• [EXERCISE DETAILS]: Which lines below contain the word "polka"? Copy each of those lines in full.

• [STORED RECORDS]:
* * *

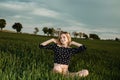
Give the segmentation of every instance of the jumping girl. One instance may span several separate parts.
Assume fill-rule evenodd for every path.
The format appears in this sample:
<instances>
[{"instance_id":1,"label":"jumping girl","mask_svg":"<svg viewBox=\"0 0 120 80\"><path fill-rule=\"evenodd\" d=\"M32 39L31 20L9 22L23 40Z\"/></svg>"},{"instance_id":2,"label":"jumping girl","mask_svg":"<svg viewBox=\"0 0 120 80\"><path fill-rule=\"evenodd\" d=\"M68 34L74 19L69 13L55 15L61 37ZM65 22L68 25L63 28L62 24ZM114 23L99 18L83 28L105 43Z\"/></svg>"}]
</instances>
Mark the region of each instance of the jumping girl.
<instances>
[{"instance_id":1,"label":"jumping girl","mask_svg":"<svg viewBox=\"0 0 120 80\"><path fill-rule=\"evenodd\" d=\"M54 44L50 44L50 43ZM71 48L71 45L77 48ZM54 51L54 68L53 72L63 75L85 77L89 74L88 70L84 69L78 72L71 73L68 71L71 56L75 53L82 52L86 47L75 41L71 41L71 36L67 32L61 32L58 39L50 39L39 45L40 48L50 49Z\"/></svg>"}]
</instances>

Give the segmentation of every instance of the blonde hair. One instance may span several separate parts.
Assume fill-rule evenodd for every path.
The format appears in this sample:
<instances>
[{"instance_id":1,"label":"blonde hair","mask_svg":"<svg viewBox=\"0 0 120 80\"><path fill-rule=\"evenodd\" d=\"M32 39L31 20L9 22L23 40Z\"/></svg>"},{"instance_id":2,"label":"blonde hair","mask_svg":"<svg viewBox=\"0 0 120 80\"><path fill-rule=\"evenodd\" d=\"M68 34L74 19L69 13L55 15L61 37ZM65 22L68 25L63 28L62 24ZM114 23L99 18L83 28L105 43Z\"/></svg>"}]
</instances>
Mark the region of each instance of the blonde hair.
<instances>
[{"instance_id":1,"label":"blonde hair","mask_svg":"<svg viewBox=\"0 0 120 80\"><path fill-rule=\"evenodd\" d=\"M58 36L58 44L62 44L61 42L60 42L60 37L61 37L61 35L62 34L65 34L66 35L66 37L67 37L67 39L68 39L68 46L70 46L70 43L71 43L71 36L70 36L70 34L68 33L68 32L61 32L60 33L60 35Z\"/></svg>"}]
</instances>

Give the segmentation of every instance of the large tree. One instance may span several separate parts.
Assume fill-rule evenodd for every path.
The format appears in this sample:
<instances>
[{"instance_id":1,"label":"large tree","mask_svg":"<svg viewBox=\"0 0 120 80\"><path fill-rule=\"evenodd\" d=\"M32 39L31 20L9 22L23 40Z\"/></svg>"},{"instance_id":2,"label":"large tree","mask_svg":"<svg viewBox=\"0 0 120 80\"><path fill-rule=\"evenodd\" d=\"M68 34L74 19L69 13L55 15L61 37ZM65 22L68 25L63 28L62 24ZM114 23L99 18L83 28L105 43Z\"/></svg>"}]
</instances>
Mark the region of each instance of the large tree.
<instances>
[{"instance_id":1,"label":"large tree","mask_svg":"<svg viewBox=\"0 0 120 80\"><path fill-rule=\"evenodd\" d=\"M17 33L21 31L21 29L23 28L22 27L22 24L21 23L15 23L13 24L12 26L13 29L16 29Z\"/></svg>"},{"instance_id":2,"label":"large tree","mask_svg":"<svg viewBox=\"0 0 120 80\"><path fill-rule=\"evenodd\" d=\"M0 28L1 30L6 26L6 20L5 19L0 19Z\"/></svg>"}]
</instances>

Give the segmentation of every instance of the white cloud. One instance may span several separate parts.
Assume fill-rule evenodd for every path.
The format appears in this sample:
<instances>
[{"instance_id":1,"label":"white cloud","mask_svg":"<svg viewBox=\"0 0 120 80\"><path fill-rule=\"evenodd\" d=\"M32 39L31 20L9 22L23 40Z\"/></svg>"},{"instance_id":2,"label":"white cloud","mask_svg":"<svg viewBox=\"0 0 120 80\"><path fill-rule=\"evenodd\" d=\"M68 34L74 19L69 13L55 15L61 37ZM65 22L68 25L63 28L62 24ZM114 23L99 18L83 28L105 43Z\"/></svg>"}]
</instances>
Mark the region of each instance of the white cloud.
<instances>
[{"instance_id":1,"label":"white cloud","mask_svg":"<svg viewBox=\"0 0 120 80\"><path fill-rule=\"evenodd\" d=\"M0 7L6 8L6 9L13 9L13 10L23 10L24 9L24 4L20 3L0 3Z\"/></svg>"},{"instance_id":2,"label":"white cloud","mask_svg":"<svg viewBox=\"0 0 120 80\"><path fill-rule=\"evenodd\" d=\"M53 10L46 9L46 8L35 8L31 14L51 17L51 18L58 18L60 16L59 13Z\"/></svg>"}]
</instances>

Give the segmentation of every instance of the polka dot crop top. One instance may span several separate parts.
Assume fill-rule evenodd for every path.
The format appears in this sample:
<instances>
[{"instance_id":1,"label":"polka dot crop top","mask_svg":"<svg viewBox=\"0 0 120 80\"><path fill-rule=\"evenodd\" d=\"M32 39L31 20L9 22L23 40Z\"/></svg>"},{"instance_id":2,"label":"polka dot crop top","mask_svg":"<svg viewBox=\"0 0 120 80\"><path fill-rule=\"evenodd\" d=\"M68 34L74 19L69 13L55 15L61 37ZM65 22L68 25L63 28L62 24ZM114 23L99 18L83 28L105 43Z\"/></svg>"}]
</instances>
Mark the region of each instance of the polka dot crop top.
<instances>
[{"instance_id":1,"label":"polka dot crop top","mask_svg":"<svg viewBox=\"0 0 120 80\"><path fill-rule=\"evenodd\" d=\"M59 47L57 44L39 45L39 48L50 49L54 51L54 63L68 65L73 54L82 52L86 47L80 46L77 48Z\"/></svg>"}]
</instances>

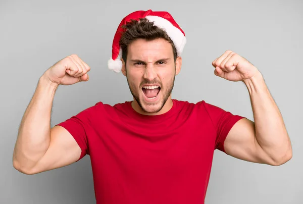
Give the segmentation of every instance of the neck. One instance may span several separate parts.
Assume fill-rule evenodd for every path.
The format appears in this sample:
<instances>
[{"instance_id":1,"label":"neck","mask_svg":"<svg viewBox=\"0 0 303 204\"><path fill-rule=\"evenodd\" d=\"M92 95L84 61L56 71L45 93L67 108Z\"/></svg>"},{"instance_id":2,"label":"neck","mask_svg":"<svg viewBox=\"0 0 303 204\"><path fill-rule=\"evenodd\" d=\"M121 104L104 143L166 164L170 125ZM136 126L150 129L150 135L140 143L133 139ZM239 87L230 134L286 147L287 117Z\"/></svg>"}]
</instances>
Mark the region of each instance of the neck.
<instances>
[{"instance_id":1,"label":"neck","mask_svg":"<svg viewBox=\"0 0 303 204\"><path fill-rule=\"evenodd\" d=\"M136 99L134 98L133 100L131 103L131 106L132 108L137 113L142 114L146 115L149 116L156 116L158 115L163 114L167 112L168 112L173 107L173 100L172 100L171 95L167 99L165 104L163 106L162 109L158 112L157 113L148 113L144 111L142 108L140 107L138 102Z\"/></svg>"}]
</instances>

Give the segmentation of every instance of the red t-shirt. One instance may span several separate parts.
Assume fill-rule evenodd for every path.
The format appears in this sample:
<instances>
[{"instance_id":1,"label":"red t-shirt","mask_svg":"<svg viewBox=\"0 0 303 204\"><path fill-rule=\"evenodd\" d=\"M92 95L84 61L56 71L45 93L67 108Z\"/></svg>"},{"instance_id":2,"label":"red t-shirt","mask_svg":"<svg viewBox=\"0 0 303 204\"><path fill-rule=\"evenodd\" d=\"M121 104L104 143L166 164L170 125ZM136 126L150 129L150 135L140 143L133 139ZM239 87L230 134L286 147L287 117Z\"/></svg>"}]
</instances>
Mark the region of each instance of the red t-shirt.
<instances>
[{"instance_id":1,"label":"red t-shirt","mask_svg":"<svg viewBox=\"0 0 303 204\"><path fill-rule=\"evenodd\" d=\"M97 204L204 203L214 151L242 117L201 101L173 99L146 116L131 101L98 102L60 123L89 155Z\"/></svg>"}]
</instances>

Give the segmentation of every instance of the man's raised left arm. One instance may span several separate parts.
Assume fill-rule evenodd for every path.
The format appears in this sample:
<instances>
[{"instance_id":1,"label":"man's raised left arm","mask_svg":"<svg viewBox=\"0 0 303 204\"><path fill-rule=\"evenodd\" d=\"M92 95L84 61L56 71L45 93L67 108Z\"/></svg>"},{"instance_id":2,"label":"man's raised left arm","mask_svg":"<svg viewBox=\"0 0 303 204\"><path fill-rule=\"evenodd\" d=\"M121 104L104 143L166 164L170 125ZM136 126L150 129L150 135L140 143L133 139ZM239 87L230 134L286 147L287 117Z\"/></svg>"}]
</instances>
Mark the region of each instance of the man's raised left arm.
<instances>
[{"instance_id":1,"label":"man's raised left arm","mask_svg":"<svg viewBox=\"0 0 303 204\"><path fill-rule=\"evenodd\" d=\"M255 122L246 118L231 128L224 142L226 152L251 162L279 166L292 158L289 137L282 115L262 75L239 55L226 51L213 62L215 74L242 81L249 93Z\"/></svg>"}]
</instances>

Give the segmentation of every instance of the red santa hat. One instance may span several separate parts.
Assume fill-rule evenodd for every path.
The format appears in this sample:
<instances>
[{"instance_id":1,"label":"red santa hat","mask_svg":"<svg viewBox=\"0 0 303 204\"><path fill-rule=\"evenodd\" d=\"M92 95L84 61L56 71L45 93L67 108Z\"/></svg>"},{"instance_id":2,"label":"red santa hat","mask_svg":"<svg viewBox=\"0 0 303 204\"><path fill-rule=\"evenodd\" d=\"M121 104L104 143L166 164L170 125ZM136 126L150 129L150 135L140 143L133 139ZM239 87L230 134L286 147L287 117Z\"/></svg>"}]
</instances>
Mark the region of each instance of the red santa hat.
<instances>
[{"instance_id":1,"label":"red santa hat","mask_svg":"<svg viewBox=\"0 0 303 204\"><path fill-rule=\"evenodd\" d=\"M173 41L177 49L178 56L180 56L183 48L186 43L186 38L184 31L176 23L173 17L165 11L137 11L133 12L122 19L119 25L113 41L112 56L109 60L109 69L115 72L120 72L122 67L121 58L122 57L122 50L119 44L123 32L124 31L121 26L125 25L131 20L138 20L140 18L146 18L154 24L164 30ZM120 56L120 58L119 57Z\"/></svg>"}]
</instances>

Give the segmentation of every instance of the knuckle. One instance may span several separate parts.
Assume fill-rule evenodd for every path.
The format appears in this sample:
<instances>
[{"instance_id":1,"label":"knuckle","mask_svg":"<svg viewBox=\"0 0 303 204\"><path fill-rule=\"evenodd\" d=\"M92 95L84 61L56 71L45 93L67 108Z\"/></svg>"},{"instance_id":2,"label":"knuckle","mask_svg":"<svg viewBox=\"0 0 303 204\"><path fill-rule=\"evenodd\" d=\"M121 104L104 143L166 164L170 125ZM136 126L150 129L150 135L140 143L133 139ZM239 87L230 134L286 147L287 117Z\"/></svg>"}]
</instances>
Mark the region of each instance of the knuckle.
<instances>
[{"instance_id":1,"label":"knuckle","mask_svg":"<svg viewBox=\"0 0 303 204\"><path fill-rule=\"evenodd\" d=\"M78 56L77 55L76 55L76 54L71 55L70 57L72 57L73 58L78 58Z\"/></svg>"}]
</instances>

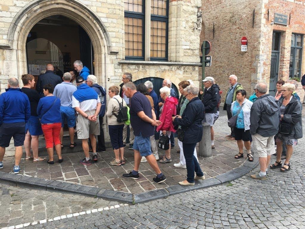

* * *

• [PROBLEM SOLUTION]:
Give the segmentation of every instance of the polka dot crop top. One instance may span several separate parts.
[{"instance_id":1,"label":"polka dot crop top","mask_svg":"<svg viewBox=\"0 0 120 80\"><path fill-rule=\"evenodd\" d=\"M32 39L31 20L9 22L23 40Z\"/></svg>"},{"instance_id":2,"label":"polka dot crop top","mask_svg":"<svg viewBox=\"0 0 120 80\"><path fill-rule=\"evenodd\" d=\"M68 34L74 19L69 13L55 15L61 37ZM65 22L68 25L63 28L62 24ZM114 23L99 18L83 28L105 43Z\"/></svg>"}]
Mark the region of each instance of the polka dot crop top.
[{"instance_id":1,"label":"polka dot crop top","mask_svg":"<svg viewBox=\"0 0 120 80\"><path fill-rule=\"evenodd\" d=\"M59 47L57 44L39 45L39 48L50 49L54 51L54 63L68 65L73 54L82 52L86 47L80 46L77 48Z\"/></svg>"}]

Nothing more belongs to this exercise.